• _INSTRUCTION 1_
From the farm policy commentary, reproduce the passage starting with "Additionally, nothing in" and going on through "as Mother Hubbard’s.", word for word.
• _INSTRUCTION 2_
Check each statement below against the farm policy commentary. Answer yes or no for each, and quote the words of the commentary that decide it.
(a) The Commodity Credit Corporation manages USDA's commodity warehouse.
(b) The 2012 Farm Bill had already been passed.
(c) In its July 11 outlook, USDA estimates for soybeans fell 12 percent.

Additionally, nothing in current crop, weather or government stocks reports show any evidence of retreat. Indeed, in its July 11 outlook, USDA estimates fell 12 per cent for corn and nearly eight per cent for soybeans.
Even if the weather moderates, commodity and food prices likely won’t because the government’s cupboard is as bare as Mother Hubbard’s.
In its latest report, the Commodity Credit Corporation (USDA’s commodity warehouse manager) reports there is not one teaspoon of sugar, one pound of peanuts, one slice of butter, one wheel of cheese, one bushel of wheat or even one chickpea in the USDA’s pantry. So it has nothing — nada, zip, goose egg — to release into the marketplace to slow or moderate what’s certain to be fast-climbing food prices in the coming months.
Worse, all that bad news will soon be compounded by more congressional quackery. Both the Senate and House versions of the not-yet-passed 2012 Farm Bill use crop insurance as their new tool to “reform” farm-program spending.
Only Congress could come up with a core farm and food policy tool — crop insurance — that doesn’t insure crops and doesn’t ensure adequate food stocks. And then sell this “reform” as a “cost saving” in the year when, in fact, crop insurance payouts will demolish any and every record.
Hey, if it walks like a duck and talks like a duck, it’s probably a Farm Bill.

• _ENTRIES_
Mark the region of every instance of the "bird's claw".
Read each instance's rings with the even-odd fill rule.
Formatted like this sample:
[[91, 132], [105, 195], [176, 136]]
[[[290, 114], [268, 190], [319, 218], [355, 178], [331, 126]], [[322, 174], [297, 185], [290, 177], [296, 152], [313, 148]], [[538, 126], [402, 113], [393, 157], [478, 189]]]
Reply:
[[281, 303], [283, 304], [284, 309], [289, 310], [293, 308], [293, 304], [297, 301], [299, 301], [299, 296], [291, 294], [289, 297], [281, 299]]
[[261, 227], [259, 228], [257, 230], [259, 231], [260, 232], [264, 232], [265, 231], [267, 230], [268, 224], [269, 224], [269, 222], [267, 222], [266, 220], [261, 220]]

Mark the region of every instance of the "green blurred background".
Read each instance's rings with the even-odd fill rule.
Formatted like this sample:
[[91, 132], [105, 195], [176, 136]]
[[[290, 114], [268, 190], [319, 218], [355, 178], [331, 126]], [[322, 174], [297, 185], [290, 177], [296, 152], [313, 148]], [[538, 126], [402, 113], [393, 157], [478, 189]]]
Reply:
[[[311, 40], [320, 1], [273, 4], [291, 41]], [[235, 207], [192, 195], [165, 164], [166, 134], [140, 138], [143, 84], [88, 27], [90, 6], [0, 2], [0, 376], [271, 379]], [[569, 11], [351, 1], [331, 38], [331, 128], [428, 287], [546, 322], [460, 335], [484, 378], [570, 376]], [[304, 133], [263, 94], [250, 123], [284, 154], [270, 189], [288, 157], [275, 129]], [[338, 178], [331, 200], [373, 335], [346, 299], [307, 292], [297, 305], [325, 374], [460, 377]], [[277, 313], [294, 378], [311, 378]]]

• _EXERCISE RESULT 1_
Additionally, nothing in current crop, weather or government stocks reports show any evidence of retreat. Indeed, in its July 11 outlook, USDA estimates fell 12 per cent for corn and nearly eight per cent for soybeans.
Even if the weather moderates, commodity and food prices likely won’t because the government’s cupboard is as bare as Mother Hubbard’s.

• _EXERCISE RESULT 2_
(a) Yes: "the Commodity Credit Corporation (USDA’s commodity warehouse manager)"
(b) No: "the not-yet-passed 2012 Farm Bill"
(c) No: "nearly eight per cent for soybeans"